■ **Given data**:
+++

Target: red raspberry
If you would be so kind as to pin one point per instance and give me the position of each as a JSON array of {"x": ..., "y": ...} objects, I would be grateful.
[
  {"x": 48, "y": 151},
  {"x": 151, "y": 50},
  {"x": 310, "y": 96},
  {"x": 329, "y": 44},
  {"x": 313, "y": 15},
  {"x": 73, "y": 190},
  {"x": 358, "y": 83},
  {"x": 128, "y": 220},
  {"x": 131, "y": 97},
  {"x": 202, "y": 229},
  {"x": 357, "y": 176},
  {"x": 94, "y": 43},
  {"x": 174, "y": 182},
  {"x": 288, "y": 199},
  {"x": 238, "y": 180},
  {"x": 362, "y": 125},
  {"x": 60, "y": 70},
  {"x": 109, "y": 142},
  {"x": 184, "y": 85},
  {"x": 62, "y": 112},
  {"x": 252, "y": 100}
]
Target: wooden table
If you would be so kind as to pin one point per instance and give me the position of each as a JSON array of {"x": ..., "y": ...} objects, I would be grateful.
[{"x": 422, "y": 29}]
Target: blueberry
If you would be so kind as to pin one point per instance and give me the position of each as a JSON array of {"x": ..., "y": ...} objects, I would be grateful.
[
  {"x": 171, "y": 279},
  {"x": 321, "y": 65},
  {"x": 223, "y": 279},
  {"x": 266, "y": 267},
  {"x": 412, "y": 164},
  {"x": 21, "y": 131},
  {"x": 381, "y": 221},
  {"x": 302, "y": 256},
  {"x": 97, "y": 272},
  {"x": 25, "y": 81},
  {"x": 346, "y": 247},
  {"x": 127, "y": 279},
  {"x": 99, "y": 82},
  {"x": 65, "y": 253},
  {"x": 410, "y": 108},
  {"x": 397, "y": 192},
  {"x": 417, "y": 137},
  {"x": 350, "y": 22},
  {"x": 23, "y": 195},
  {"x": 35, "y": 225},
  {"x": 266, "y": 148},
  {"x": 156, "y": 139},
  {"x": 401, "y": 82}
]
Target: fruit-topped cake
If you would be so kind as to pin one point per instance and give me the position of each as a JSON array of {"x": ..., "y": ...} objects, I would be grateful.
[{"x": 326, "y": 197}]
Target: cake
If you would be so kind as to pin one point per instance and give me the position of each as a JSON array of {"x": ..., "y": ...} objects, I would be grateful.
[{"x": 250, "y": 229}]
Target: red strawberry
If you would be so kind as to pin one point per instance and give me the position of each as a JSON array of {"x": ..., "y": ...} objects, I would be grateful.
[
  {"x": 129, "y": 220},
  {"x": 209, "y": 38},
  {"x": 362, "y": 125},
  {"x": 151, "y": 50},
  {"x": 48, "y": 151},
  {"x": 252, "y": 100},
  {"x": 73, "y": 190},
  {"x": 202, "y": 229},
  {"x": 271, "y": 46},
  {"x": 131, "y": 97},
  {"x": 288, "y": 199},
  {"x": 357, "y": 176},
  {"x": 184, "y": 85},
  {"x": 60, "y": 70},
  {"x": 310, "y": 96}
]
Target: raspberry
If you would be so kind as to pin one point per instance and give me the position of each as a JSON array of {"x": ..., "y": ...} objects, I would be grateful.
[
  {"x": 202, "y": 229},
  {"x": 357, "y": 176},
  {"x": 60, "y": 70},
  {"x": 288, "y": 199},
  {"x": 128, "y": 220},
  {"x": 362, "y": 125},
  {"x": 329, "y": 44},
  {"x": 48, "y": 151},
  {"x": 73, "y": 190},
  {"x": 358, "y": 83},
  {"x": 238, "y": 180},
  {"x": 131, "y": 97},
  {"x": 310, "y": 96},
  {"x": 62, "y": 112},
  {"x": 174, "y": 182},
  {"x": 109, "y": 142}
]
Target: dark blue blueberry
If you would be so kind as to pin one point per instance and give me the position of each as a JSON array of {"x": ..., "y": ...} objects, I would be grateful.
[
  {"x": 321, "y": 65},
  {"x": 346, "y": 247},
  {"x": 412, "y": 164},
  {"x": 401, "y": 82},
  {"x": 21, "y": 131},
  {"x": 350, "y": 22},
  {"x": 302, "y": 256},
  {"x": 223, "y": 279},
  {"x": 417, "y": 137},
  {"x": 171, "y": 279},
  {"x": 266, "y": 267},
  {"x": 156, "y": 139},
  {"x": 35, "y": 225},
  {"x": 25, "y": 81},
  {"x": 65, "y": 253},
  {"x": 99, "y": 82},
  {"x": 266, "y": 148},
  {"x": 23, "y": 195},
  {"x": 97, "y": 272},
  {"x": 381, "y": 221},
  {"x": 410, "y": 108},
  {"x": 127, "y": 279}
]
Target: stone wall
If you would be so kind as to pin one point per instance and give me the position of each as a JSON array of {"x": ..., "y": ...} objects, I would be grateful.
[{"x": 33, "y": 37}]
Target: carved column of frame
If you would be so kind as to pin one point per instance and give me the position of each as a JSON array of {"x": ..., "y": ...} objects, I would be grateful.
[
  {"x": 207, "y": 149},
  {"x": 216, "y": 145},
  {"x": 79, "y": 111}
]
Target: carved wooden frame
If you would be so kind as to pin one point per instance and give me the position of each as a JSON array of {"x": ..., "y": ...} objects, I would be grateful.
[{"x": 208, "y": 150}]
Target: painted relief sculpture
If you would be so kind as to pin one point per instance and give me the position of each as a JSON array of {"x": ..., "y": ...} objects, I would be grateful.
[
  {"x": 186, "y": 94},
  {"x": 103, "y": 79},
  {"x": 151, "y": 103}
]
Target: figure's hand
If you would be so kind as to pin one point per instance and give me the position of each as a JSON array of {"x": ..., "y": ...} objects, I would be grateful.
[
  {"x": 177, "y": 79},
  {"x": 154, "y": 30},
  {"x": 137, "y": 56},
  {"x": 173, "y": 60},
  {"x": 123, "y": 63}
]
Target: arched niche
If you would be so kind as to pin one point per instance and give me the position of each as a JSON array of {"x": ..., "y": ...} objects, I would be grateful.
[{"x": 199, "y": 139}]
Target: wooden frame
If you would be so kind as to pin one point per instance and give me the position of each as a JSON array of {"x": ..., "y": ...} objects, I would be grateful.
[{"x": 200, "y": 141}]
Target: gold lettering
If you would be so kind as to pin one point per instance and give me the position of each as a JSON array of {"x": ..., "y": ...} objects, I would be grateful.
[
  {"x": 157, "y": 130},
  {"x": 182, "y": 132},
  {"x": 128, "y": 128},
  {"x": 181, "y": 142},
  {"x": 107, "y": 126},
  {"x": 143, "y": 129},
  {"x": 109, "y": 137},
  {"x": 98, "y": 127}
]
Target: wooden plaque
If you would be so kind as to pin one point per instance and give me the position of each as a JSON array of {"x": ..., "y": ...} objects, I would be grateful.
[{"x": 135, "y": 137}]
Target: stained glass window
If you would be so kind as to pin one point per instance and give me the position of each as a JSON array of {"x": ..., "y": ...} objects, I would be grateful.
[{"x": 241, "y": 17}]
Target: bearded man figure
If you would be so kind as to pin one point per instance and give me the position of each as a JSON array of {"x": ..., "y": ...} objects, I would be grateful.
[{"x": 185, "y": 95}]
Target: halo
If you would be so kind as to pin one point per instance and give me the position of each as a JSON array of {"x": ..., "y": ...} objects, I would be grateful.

+++

■ **Task description**: Print out the whole of the material above exactly.

■ **Solution to the problem**:
Target: red raspberry
If you would be so kind as to pin one point per instance and give me the position of each as a JSON array of {"x": ..., "y": ...} objects, I would be grateful.
[
  {"x": 48, "y": 151},
  {"x": 151, "y": 50},
  {"x": 310, "y": 96},
  {"x": 329, "y": 44},
  {"x": 313, "y": 15},
  {"x": 73, "y": 190},
  {"x": 358, "y": 83},
  {"x": 128, "y": 220},
  {"x": 131, "y": 97},
  {"x": 202, "y": 229},
  {"x": 357, "y": 176},
  {"x": 94, "y": 43},
  {"x": 174, "y": 182},
  {"x": 288, "y": 199},
  {"x": 238, "y": 180},
  {"x": 362, "y": 125},
  {"x": 60, "y": 70},
  {"x": 109, "y": 142},
  {"x": 184, "y": 85},
  {"x": 62, "y": 112},
  {"x": 252, "y": 100}
]
Target: wooden table
If you would be so kind as to pin one point per instance and give me the position of each as a JSON array of {"x": ..., "y": ...} objects, I would be grateful.
[{"x": 422, "y": 29}]
Target: blueberry
If you would be so kind as to pin one point per instance and give me the position of each as a JSON array of {"x": ..., "y": ...} objects, I would be grateful.
[
  {"x": 171, "y": 279},
  {"x": 321, "y": 65},
  {"x": 223, "y": 279},
  {"x": 266, "y": 267},
  {"x": 412, "y": 164},
  {"x": 21, "y": 131},
  {"x": 381, "y": 221},
  {"x": 302, "y": 256},
  {"x": 97, "y": 272},
  {"x": 25, "y": 81},
  {"x": 346, "y": 247},
  {"x": 127, "y": 279},
  {"x": 99, "y": 82},
  {"x": 65, "y": 253},
  {"x": 410, "y": 108},
  {"x": 397, "y": 192},
  {"x": 417, "y": 137},
  {"x": 350, "y": 22},
  {"x": 23, "y": 195},
  {"x": 35, "y": 225},
  {"x": 266, "y": 148},
  {"x": 156, "y": 139},
  {"x": 401, "y": 82}
]
Target: fruit-topped cake
If you would be so kind as to pin one point per instance and give me the position of each as a JSON array of {"x": ..., "y": ...} objects, I would be grateful.
[{"x": 326, "y": 197}]
Target: cake
If you would be so kind as to pin one point per instance and give me the position of each as a JSON array of {"x": ..., "y": ...} objects, I would be grateful.
[{"x": 250, "y": 229}]
Target: red strawberry
If you would be so kind as to pin one point per instance and give me the position of each as a JSON array of {"x": ..., "y": ...} objects, I would be grateful.
[
  {"x": 129, "y": 220},
  {"x": 209, "y": 38},
  {"x": 362, "y": 125},
  {"x": 151, "y": 50},
  {"x": 48, "y": 151},
  {"x": 252, "y": 100},
  {"x": 73, "y": 190},
  {"x": 202, "y": 229},
  {"x": 271, "y": 46},
  {"x": 131, "y": 97},
  {"x": 288, "y": 199},
  {"x": 357, "y": 176},
  {"x": 184, "y": 85},
  {"x": 60, "y": 70},
  {"x": 310, "y": 96}
]
Target: raspberry
If you would be so kind as to pin one point per instance and give me the position of each as a JSON array of {"x": ..., "y": ...} objects, I would be grateful.
[
  {"x": 202, "y": 229},
  {"x": 357, "y": 176},
  {"x": 60, "y": 70},
  {"x": 288, "y": 199},
  {"x": 128, "y": 220},
  {"x": 362, "y": 125},
  {"x": 329, "y": 44},
  {"x": 48, "y": 151},
  {"x": 73, "y": 190},
  {"x": 358, "y": 83},
  {"x": 238, "y": 180},
  {"x": 131, "y": 97},
  {"x": 310, "y": 96},
  {"x": 62, "y": 112},
  {"x": 174, "y": 182},
  {"x": 109, "y": 142}
]
Target: dark blue blueberry
If you would be so kind as to pin one point per instance and give me the position of each as a JSON array of {"x": ..., "y": ...} objects, I would be grateful.
[
  {"x": 321, "y": 65},
  {"x": 346, "y": 247},
  {"x": 412, "y": 164},
  {"x": 401, "y": 82},
  {"x": 21, "y": 131},
  {"x": 350, "y": 22},
  {"x": 302, "y": 256},
  {"x": 223, "y": 279},
  {"x": 417, "y": 137},
  {"x": 171, "y": 279},
  {"x": 266, "y": 267},
  {"x": 156, "y": 139},
  {"x": 35, "y": 225},
  {"x": 25, "y": 81},
  {"x": 65, "y": 253},
  {"x": 99, "y": 82},
  {"x": 266, "y": 148},
  {"x": 23, "y": 195},
  {"x": 97, "y": 272},
  {"x": 381, "y": 221},
  {"x": 410, "y": 108},
  {"x": 127, "y": 279}
]
Target: stone wall
If you would be so kind as to pin one point per instance and give me the position of each as a JSON array of {"x": ..., "y": ...} objects, I would be grateful.
[{"x": 33, "y": 37}]
Target: carved column of frame
If you would be so kind as to pin one point per instance and give me the position of each as a JSON array of {"x": ..., "y": ...} objects, I would be grateful.
[
  {"x": 207, "y": 149},
  {"x": 216, "y": 145},
  {"x": 79, "y": 111}
]
Target: carved wooden frame
If you would be so kind as to pin one point per instance and give me the position of each as a JSON array of {"x": ..., "y": ...} objects, I would be grateful.
[{"x": 208, "y": 150}]
Target: painted relief sculpture
If you would be so kind as to pin one point per instance and give me the position of each as a JSON array of {"x": ..., "y": ...} objects, I would be grateful.
[
  {"x": 186, "y": 94},
  {"x": 103, "y": 79},
  {"x": 151, "y": 103}
]
Target: figure's hand
If you would be so kind as to pin one point per instance and give me the position of each as a JSON array of {"x": ..., "y": ...} objects, I would be grateful.
[
  {"x": 177, "y": 79},
  {"x": 154, "y": 30},
  {"x": 137, "y": 56},
  {"x": 173, "y": 60},
  {"x": 123, "y": 63}
]
Target: arched niche
If you would be so kind as to pin one point per instance and give me the position of each as a JSON array of {"x": ..., "y": ...} objects, I would be grateful.
[{"x": 199, "y": 139}]
Target: wooden frame
If you would be so kind as to pin one point per instance and give me the position of each as a JSON array of {"x": ..., "y": ...} objects, I would be grateful.
[{"x": 200, "y": 141}]
Target: gold lettering
If you would be so kind as to pin one point per instance and give me the position of each as a JSON array of {"x": ..., "y": ...} objects, I would be grateful.
[
  {"x": 157, "y": 130},
  {"x": 182, "y": 132},
  {"x": 128, "y": 128},
  {"x": 181, "y": 142},
  {"x": 107, "y": 126},
  {"x": 143, "y": 129},
  {"x": 109, "y": 137},
  {"x": 98, "y": 127}
]
Target: wooden plaque
If you would be so kind as to pin one point per instance and give me the position of each as a JSON array of {"x": ..., "y": ...} objects, I would be grateful.
[{"x": 135, "y": 137}]
Target: stained glass window
If you would be so kind as to pin one point per instance and give me the position of each as a JSON array of {"x": ..., "y": ...} objects, I would be grateful.
[{"x": 241, "y": 17}]
Target: bearded man figure
If you would be so kind as to pin one point per instance and give me the position of each as a JSON array of {"x": ..., "y": ...} objects, I would be grateful.
[{"x": 185, "y": 95}]
Target: halo
If you would be so kind as to pin one point per instance and give me the position of each as a JSON array of {"x": ..., "y": ...} objects, I would be grateful.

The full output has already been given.